▶ **Passage to read**:
Sunday, July 3, 2022

USMNT vs. Grenada: Brenden Aaronson shares why midfield is a role ‘I see myself playing in the future’

At only 21, Brenden Aaronson has grown into a critical member of the United States men’s national team while also securing a move to Leeds United. A winner everywhere that he goes, Aaronson has become known for the infectious energy he brings and his desire to learn, grow, and consume film at every chance that he can. As he told CBS Sports’ In Soccer We Trust podcast that unique mix comes from his background training with his dad Rusty and brother Paxten while also making a name for himself coming through the Philadelphia Union academy. 

The most surprising thing about Aaronson, however, is that while he has done so much in his career, he doesn’t have a set position yet. His versatility has helped him progress, but it means no manager has yet nailed him down into a specific role. Over the years he has played as an eight, a 10 and a winger but he could be finding his groove as Gregg Berhalter looks to find different ways to get his best team — which includes Aaronson — on the field at the same time. 

The recent friendlies against Morroco and Uruguay saw Aaronson taking up a role deeper in midfield that is normally occupied by Weston McKennie. With Tyler Adams and Yunus Musah operating almost as dual defensive midfielders, Aaronson was charged with operating in the half spaces between the midfield and attack which is a place where he feels comfortable.

Aaronson enjoyed the role.

“I’ve played in ten at Red Bull Salzburg, and I know my role in the middle so it was good to kind of get another chance to play in the middle of this camp.” Aaronson said, “It worked out that I was able to play against Morocco and play a good game. And it was good for the team [when it came to] the flow of the attack and everything that I was a part of the game, it felt good in the middle”

In that Morocco game, Aaronson scored a goal with a run deep in midfield that Christian Pulisic spotted. While the run isn’t too different from ones that he also made as a winger, being able to bring his awareness from behind Pulisic and Tim Weah made quite a difference compared to operating further up the pitch. Watching the game unfold and pick his runs is a place where Aaronson’s attention to film study shines.

On the national stage, it can make a big difference. Picking up on a team’s tendencies and using it to cut them apart from deep can be the difference between making it out of the group stage at the World Cup and an early trip home. It also helps to play a role that you enjoy. “It’s safe to say that I do like playing the eight and it’s something that I see myself playing in the future. And I think I can do this, this box-to-box midfield [role].”, Aaronson added.

▶ **What this exercise asks**:
(A) Set down the article on Brenden Aaronson from "At only 21, Brenden" to "Philadelphia Union academy.".
(B) Translate this sentence from the article on Brenden Aaronson into Spanish: "His versatility has helped him progress, but it means no manager has yet nailed him down into a specific role."
(C) Please carry the article on Brenden Aaronson forward from its final paragraph.

▶ **Given data**:
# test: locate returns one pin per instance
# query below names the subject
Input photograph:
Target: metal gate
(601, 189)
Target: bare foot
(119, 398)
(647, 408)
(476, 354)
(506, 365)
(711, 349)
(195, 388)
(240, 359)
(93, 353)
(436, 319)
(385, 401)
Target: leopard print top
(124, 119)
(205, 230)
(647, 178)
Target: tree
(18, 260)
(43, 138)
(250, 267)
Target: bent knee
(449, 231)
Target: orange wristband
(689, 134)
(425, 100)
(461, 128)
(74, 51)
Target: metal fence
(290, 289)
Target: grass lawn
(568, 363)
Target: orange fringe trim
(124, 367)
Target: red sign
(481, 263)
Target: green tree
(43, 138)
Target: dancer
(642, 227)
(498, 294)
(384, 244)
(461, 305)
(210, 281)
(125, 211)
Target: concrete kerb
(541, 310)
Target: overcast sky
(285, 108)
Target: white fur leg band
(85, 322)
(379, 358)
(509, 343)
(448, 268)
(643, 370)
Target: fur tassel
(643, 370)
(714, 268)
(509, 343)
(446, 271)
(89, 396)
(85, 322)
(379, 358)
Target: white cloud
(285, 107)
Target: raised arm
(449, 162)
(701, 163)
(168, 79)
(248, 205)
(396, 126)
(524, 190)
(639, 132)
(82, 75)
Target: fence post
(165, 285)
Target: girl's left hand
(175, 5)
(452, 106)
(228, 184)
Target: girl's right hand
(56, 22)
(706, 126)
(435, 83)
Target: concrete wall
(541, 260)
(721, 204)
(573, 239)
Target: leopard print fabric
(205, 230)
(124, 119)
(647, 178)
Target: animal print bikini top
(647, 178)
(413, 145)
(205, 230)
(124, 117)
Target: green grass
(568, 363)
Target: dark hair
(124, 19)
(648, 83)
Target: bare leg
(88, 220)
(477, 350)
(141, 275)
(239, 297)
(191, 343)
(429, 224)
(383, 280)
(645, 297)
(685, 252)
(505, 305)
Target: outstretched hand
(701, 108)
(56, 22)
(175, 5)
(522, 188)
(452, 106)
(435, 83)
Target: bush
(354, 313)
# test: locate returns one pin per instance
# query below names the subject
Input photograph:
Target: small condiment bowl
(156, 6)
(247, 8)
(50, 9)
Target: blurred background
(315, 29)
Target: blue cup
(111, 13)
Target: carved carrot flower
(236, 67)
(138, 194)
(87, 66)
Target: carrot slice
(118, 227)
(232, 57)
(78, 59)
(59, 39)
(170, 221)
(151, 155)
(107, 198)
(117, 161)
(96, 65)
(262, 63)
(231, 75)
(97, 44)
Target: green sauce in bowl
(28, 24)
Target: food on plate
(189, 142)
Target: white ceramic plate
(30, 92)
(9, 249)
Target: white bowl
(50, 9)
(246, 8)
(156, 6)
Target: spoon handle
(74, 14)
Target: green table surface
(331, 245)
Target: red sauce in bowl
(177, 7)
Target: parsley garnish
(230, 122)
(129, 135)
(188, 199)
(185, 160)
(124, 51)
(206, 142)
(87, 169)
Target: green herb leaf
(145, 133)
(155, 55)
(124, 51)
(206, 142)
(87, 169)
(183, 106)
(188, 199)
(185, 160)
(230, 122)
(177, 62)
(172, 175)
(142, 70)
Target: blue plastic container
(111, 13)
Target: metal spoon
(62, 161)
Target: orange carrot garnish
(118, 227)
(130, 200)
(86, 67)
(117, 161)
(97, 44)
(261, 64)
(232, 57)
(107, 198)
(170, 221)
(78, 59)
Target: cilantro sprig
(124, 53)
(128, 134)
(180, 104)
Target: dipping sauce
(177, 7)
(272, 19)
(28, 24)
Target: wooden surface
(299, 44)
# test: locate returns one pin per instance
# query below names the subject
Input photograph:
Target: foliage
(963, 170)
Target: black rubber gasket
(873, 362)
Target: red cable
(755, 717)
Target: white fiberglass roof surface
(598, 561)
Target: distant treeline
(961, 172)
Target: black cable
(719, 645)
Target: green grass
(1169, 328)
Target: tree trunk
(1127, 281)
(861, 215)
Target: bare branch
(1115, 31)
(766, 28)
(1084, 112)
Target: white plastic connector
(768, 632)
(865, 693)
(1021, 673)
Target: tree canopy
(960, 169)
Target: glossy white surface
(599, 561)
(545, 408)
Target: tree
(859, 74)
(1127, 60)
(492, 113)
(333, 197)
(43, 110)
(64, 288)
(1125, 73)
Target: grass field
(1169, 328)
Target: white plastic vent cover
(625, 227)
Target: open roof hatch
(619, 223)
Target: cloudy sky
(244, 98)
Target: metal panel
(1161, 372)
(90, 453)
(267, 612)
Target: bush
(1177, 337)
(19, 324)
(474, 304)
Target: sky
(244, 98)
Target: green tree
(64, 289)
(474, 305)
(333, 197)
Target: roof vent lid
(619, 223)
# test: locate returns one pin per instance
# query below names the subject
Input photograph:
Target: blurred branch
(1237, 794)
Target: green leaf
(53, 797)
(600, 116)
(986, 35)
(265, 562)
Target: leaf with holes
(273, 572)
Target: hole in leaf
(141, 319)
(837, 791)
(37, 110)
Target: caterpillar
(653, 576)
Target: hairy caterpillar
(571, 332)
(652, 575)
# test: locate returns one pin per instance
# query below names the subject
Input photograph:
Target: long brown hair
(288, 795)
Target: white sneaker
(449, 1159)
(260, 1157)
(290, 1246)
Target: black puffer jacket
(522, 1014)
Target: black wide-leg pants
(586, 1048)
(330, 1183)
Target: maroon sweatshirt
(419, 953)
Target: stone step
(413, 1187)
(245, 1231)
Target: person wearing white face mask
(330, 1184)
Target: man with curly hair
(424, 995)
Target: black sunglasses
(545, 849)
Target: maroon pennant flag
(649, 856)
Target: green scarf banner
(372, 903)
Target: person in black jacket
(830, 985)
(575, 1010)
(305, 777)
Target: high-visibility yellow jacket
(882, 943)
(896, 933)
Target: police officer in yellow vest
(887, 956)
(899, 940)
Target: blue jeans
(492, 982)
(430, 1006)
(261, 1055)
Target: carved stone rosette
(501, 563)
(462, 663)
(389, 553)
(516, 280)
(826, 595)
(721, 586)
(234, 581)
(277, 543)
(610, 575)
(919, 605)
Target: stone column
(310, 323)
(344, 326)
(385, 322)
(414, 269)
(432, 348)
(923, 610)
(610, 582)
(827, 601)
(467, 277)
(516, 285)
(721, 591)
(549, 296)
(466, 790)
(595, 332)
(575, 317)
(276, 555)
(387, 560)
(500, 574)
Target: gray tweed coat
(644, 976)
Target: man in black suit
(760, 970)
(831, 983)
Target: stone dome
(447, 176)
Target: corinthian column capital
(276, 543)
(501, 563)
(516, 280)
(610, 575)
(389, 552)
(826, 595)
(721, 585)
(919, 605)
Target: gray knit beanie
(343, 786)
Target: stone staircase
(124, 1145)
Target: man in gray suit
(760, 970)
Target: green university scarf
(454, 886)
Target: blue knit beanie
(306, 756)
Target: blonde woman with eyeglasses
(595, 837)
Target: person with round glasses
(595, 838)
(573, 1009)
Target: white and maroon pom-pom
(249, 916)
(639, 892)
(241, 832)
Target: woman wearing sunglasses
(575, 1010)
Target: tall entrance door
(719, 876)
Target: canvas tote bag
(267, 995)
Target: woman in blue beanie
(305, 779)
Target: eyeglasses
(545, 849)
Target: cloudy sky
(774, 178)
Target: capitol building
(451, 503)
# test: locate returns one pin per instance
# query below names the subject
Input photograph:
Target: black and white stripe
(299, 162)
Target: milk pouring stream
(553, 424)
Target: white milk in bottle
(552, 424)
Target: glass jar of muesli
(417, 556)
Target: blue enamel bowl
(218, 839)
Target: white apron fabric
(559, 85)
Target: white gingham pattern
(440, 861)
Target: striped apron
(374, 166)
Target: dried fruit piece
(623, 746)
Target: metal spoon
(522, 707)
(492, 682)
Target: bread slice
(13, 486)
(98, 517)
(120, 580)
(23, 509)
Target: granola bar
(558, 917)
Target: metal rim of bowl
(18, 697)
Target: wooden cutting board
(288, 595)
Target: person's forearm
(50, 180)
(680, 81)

▶ **Answers given**:
(A)
At only 21, Brenden Aaronson has grown into a critical member of the United States men’s national team while also securing a move to Leeds United. A winner everywhere that he goes, Aaronson has become known for the infectious energy he brings and his desire to learn, grow, and consume film at every chance that he can. As he told CBS Sports’ In Soccer We Trust podcast that unique mix comes from his background training with his dad Rusty and brother Paxten while also making a name for himself coming through the Philadelphia Union academy.

(B) Su versatilidad le ha ayudado a progresar, pero significa que ningún entrenador lo ha fijado todavía en un puesto concreto.

(C)
Listen below and follow In Soccer We Trust: A CBS Sports Soccer Podcast where three times a week your three favorite former USMNT players cover everything you could possibly want to know about the beautiful game in the United States.  

While he will shuttle around at times, this is the role Aaronson will be expected to play with Leeds United as he reunites with his old coach Jesse Marsch. The hope is that also with upcoming Concacaf Nations League games against Grenada and El Salvador, Aaronson will also get to play deeper in midfield. For teams who are more likely to sit back and let the USMNT have the ball, it helps to have someone like Aaronson to thread the ball through holes created by the defense and take advantage of channels that open up.

Driving the game in situations like this is where Aaronson says he wants to grow his personal game and he’s quick to point to players like Kevin de Bruyne for examples of attacking players who can also dictate the game from deep. And Aaronson has experience playing on teams that dictate play like that. He earned his move to Leeds while playing on one of the best teams in Austria in RB Salzburg, a team that either had the ball or was trying to get the ball for the vast majority of time during its matches. And, looking forward, at the World Cup he’ll likely have an opportunity to do something similar against Iran and Wales, two more stylistically conservative sides in the USMNT’s group.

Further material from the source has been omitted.